(Entries from a pointing dataset)
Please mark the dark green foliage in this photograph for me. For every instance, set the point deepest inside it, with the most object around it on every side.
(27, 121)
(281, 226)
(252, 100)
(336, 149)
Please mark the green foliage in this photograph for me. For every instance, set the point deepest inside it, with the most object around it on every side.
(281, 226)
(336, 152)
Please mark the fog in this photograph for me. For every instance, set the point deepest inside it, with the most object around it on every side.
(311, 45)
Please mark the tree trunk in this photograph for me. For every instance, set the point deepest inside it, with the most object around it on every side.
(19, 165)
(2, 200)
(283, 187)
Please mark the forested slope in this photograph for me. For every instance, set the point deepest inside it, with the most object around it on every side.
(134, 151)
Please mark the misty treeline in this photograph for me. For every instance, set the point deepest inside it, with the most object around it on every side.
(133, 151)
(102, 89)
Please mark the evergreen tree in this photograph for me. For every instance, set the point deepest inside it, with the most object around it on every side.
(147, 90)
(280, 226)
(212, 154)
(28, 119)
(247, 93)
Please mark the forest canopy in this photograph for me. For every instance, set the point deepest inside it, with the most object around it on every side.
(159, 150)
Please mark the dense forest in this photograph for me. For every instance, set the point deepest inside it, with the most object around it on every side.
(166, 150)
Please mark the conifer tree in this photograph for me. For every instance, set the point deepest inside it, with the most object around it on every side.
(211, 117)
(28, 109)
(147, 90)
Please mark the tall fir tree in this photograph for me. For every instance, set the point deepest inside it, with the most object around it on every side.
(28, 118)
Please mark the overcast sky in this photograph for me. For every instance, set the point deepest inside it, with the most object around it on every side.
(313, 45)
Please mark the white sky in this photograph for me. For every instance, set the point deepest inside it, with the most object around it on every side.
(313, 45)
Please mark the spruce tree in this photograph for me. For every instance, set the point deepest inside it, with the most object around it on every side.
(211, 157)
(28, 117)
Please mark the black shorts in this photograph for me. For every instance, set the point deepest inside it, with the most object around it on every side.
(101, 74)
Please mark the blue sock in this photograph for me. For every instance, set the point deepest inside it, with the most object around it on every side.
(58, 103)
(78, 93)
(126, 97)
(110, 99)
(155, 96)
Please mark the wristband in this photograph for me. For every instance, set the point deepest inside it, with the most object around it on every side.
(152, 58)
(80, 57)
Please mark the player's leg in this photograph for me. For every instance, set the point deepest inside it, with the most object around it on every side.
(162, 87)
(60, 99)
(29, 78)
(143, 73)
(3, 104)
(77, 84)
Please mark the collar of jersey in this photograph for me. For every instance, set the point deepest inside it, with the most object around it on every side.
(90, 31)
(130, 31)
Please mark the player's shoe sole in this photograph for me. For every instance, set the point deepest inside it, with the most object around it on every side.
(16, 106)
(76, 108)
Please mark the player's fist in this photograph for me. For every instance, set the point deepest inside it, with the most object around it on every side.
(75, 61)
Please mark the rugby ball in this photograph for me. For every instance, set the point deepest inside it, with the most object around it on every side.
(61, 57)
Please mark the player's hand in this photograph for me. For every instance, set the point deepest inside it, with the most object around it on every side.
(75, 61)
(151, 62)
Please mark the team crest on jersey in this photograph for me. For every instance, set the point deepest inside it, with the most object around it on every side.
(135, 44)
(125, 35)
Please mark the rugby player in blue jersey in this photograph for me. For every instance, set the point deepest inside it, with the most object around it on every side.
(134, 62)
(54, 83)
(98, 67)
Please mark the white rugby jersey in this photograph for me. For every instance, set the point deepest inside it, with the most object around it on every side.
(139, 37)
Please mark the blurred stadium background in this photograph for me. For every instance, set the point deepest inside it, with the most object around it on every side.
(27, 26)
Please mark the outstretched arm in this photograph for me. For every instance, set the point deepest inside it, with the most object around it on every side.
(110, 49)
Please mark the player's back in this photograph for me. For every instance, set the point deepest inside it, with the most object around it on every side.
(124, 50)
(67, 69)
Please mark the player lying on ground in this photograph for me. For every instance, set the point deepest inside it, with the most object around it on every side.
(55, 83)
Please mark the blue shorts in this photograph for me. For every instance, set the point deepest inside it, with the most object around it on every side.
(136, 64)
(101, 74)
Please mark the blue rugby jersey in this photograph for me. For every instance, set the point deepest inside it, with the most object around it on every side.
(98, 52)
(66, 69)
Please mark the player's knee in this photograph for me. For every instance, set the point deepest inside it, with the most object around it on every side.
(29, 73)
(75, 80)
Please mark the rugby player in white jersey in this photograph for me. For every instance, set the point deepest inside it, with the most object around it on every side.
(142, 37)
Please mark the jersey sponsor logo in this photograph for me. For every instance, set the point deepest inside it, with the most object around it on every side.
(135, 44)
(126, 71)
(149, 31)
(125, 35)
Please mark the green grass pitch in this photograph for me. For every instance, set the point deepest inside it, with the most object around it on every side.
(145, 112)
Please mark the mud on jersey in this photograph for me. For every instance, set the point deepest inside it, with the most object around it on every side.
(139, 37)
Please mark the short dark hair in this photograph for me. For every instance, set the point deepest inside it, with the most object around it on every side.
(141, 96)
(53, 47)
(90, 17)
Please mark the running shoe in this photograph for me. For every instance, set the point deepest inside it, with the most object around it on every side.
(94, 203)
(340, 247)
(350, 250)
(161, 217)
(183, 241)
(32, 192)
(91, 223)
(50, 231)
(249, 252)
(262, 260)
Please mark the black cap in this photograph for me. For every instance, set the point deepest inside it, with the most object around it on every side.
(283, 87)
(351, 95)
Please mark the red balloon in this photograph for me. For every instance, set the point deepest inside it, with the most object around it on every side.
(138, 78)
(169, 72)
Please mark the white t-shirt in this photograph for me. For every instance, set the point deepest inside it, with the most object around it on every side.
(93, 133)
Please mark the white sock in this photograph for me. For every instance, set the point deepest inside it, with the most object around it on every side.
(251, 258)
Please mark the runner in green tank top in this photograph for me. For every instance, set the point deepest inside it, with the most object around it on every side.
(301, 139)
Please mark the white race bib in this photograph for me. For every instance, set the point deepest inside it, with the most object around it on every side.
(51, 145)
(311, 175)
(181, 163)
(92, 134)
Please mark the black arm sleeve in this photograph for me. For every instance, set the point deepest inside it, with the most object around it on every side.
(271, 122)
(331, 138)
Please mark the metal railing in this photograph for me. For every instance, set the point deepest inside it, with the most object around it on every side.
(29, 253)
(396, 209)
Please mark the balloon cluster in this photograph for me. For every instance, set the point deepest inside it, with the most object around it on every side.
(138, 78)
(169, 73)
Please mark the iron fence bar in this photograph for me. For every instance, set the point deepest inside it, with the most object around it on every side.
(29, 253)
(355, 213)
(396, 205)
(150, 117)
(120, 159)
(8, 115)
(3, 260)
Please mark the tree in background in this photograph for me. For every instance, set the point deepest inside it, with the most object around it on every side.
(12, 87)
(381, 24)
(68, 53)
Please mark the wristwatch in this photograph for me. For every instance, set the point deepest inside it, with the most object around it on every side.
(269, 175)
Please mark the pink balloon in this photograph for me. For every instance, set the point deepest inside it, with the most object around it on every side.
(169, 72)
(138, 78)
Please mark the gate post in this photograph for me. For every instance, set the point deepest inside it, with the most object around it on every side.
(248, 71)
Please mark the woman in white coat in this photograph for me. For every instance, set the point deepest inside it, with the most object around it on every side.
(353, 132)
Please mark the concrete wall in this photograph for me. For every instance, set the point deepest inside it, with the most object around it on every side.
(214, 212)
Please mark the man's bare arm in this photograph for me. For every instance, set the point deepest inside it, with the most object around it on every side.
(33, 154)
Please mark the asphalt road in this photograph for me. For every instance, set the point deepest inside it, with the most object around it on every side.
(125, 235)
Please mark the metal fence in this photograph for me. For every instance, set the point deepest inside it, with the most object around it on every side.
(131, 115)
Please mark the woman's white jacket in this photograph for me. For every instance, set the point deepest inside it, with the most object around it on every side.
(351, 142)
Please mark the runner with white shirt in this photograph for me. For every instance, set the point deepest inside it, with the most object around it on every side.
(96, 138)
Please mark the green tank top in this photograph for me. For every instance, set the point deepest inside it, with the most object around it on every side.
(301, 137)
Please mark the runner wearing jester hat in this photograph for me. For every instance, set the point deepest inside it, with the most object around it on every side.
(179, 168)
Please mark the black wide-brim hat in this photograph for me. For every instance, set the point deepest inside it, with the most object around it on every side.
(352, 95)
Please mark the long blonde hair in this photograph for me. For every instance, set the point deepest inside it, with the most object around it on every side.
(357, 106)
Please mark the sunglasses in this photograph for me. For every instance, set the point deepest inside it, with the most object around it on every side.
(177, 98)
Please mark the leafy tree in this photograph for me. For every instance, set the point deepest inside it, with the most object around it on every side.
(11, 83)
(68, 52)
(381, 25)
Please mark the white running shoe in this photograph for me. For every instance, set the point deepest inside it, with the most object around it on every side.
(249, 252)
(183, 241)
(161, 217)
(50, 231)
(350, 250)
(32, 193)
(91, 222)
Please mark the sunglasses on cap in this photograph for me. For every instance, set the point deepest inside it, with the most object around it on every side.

# TASK OBJECTIVE:
Starting at the line that contains "Please mark the runner wearing", repeat each line exactly through the last one in the listing. Include both of those lines and nothing more.

# RESPONSE:
Please mark the runner wearing jester hat in this photograph for me. For every instance, set the point deepest inside it, with the most object around it on every side.
(179, 168)
Please mark the black wide-brim hat in this photograph for me. For every instance, set the point deepest inside it, with the most object around it on every side.
(352, 95)
Please mark the long blonde hair in this photograph for me. For every instance, set the point deepest inside it, with the most object around it on every side.
(357, 106)
Please mark the sunglasses in this photograph for me. For every instance, set the point deepest inside it, with the most object around it on every side.
(177, 98)
Please mark the leafy tree in this photograph for me. For every instance, set the point deepest inside it, with the most object around it on every side.
(11, 83)
(68, 52)
(381, 25)
Please mark the white running shoe in this photograph for me. For every instance, set the point deepest inside it, with the most object around it on every side.
(249, 252)
(183, 241)
(161, 217)
(50, 231)
(350, 250)
(32, 193)
(91, 222)
Please mark the sunglasses on cap in this photograph for me. For every instance, set the point deepest inside it, with the most object around it on every side.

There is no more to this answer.